• [Exercise material]:

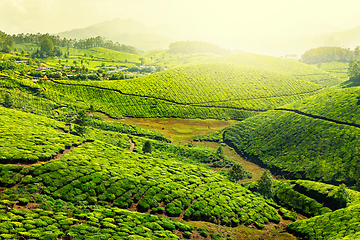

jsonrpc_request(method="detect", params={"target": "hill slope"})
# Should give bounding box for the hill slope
[209,53,342,86]
[0,107,280,239]
[58,18,171,51]
[224,87,360,185]
[43,63,321,119]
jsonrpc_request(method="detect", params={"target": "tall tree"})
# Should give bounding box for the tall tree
[229,163,247,182]
[142,140,152,153]
[40,38,55,56]
[257,170,275,198]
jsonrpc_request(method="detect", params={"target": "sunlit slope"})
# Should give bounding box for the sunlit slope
[73,47,141,63]
[225,88,360,185]
[207,53,343,86]
[284,87,360,125]
[0,106,83,163]
[287,181,360,240]
[44,63,321,119]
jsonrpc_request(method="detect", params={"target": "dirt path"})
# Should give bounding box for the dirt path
[51,80,323,112]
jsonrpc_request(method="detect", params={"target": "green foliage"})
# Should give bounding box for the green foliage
[169,41,230,54]
[224,107,360,184]
[4,141,279,228]
[142,140,152,153]
[209,53,343,86]
[0,107,83,163]
[40,64,320,119]
[288,204,360,240]
[4,93,13,108]
[216,146,225,158]
[229,163,247,182]
[301,47,354,64]
[257,170,275,198]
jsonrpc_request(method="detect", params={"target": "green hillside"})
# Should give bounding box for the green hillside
[209,53,342,86]
[41,64,321,119]
[312,62,349,82]
[0,107,280,239]
[224,87,360,185]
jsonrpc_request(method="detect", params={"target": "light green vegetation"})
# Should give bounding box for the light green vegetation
[209,53,342,86]
[141,50,217,68]
[68,64,321,106]
[283,87,360,124]
[312,62,349,81]
[288,180,360,239]
[0,106,83,163]
[0,202,194,240]
[42,64,321,120]
[94,113,237,144]
[2,141,280,227]
[224,108,360,184]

• [What is expected]: Please show each line from the rows above that contains the string "give".

• [Full output]:
# Should give bounding box for the hill slope
# Should give bounding box for the tall tree
# Should give bounding box for the sunlit slope
# Should give bounding box for the dirt path
# Should give bounding box for the green foliage
# Should give bounding box for the green hillside
# Should give bounding box for the light green vegetation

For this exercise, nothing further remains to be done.